Written task a:
In the appeal decision, why could the Original Tribunal decision not stand? Answer in one to three sentences.

Passage shown:
════════════════
2. As a result of other proceedings the matter came before me on 16 June 2015 when, for reasons given in a decision promulgated on or about 21 July 2015, I found that the Original Tribunal decision could not stand because the judge had not provided adequate or sufficient reasoning to sustain the conclusion that there was no risk of proscribed ill-treatment or persecution on a return to Sri Lanka. Accordingly the matter would have to be remade. As a result of that hearing I indicated that the findings of fact made by the judge should stand unless material evidence when remaking the case tended to show that matters of fact had moved on or had changed since 2013: Insofar as it was pertinent to the assessment of risk on return.
3. The appeal proceeded and the Appellant gave evidence and was subject to extensive cross-examination by Mr Melvin for the Secretary of State. On behalf of the Appellant a second bundle was provided for the purposes of the hearing and that included a second witness statement of the Appellant, dated 15 June 2015, a letter from the International Centre for Prevention and Prosecution of Genocide of 5 June 2015, a letter from the Transnational Government of Tamil Eelam dated 28 July 2015, a letter from an attorney at law Mr P Anton, dated 12 June 2015, and correspondence from the Appellant's mother, dated 16 July 2014, 13 November 2014, 5 June 2015 and 3 July 2015 together with translations and copies of the envelopes.
4. The Appellant asserted that his father was still detained in prison, as he had been since 2011, and his mother's letters, which partly re-presented his case, essentially maintained that position.
5. It was said that the Appellant's brother joined the LTTE in 2001. Between 2002 and approximately 2006, with the peace process being ongoing, nevertheless the Appellant's brother being a Tamil Tiger fighter had led to adverse interest by the Sri Lankan Army (SLA). The Appellant's sister was detained by the SLA but ultimately released and left Sri Lanka for India where she remains. The Appellant's brother was injured and has not been seen since about 2008. The Appellant's father was arrested in October 2011 for having made adverse comments about the authorities in a TV interview with Al-Jazeera.
6. The Appellant returned to Sri Lanka in November 2011 and shortly after his return was arrested and detained until released on payment of a bribe on 9 th February 2013. The bribe was paid by his mother but his costs of/or his agent's fees to leave Sri Lanka in March 2013 was paid for by an uncle. The Appellant claimed that he has attended demonstrations and Remembrance Day events in the United Kingdom and that he joined the Transnational Government of Tamil Eelam (TGTE) which appears to be a confederation, in various countries around the world, of Tamil people supporting the principles of nationhood, homeland and a right to self-determination.
════════════════
Pointing and labeling entries:
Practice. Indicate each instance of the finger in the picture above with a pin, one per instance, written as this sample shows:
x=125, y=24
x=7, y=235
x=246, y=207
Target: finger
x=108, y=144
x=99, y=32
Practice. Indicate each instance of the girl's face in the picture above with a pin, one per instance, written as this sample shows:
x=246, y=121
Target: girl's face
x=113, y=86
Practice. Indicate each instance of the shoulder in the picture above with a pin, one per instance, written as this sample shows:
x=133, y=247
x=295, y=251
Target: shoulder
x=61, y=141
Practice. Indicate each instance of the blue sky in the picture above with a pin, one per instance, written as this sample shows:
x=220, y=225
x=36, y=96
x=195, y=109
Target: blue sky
════════════════
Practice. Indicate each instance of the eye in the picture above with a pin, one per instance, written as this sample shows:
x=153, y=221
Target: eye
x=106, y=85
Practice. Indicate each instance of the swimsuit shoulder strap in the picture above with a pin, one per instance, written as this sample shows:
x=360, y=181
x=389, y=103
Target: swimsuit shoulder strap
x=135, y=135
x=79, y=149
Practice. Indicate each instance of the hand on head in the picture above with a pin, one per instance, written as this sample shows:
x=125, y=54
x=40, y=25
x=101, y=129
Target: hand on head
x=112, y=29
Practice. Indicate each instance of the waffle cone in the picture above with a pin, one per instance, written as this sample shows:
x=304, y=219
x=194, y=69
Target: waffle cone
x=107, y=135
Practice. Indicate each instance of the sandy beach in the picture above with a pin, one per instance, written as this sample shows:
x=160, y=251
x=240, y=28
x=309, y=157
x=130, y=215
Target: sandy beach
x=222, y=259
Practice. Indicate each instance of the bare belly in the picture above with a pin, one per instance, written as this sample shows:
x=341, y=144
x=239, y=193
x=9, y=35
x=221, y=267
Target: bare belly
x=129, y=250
════════════════
Written task b:
Return every line in the entries that contains the word "shows", copying each line in full.

Correct result a:
The judge had not given adequate or sufficient reasoning to support the conclusion that there was no risk of proscribed ill-treatment or persecution on a return to Sri Lanka. Because of that, the decision could not stand and the matter had to be remade.

Correct result b:
Practice. Indicate each instance of the finger in the picture above with a pin, one per instance, written as this sample shows:
Practice. Indicate each instance of the girl's face in the picture above with a pin, one per instance, written as this sample shows:
Practice. Indicate each instance of the shoulder in the picture above with a pin, one per instance, written as this sample shows:
Practice. Indicate each instance of the blue sky in the picture above with a pin, one per instance, written as this sample shows:
Practice. Indicate each instance of the eye in the picture above with a pin, one per instance, written as this sample shows:
Practice. Indicate each instance of the swimsuit shoulder strap in the picture above with a pin, one per instance, written as this sample shows:
Practice. Indicate each instance of the hand on head in the picture above with a pin, one per instance, written as this sample shows:
Practice. Indicate each instance of the waffle cone in the picture above with a pin, one per instance, written as this sample shows:
Practice. Indicate each instance of the sandy beach in the picture above with a pin, one per instance, written as this sample shows:
Practice. Indicate each instance of the bare belly in the picture above with a pin, one per instance, written as this sample shows:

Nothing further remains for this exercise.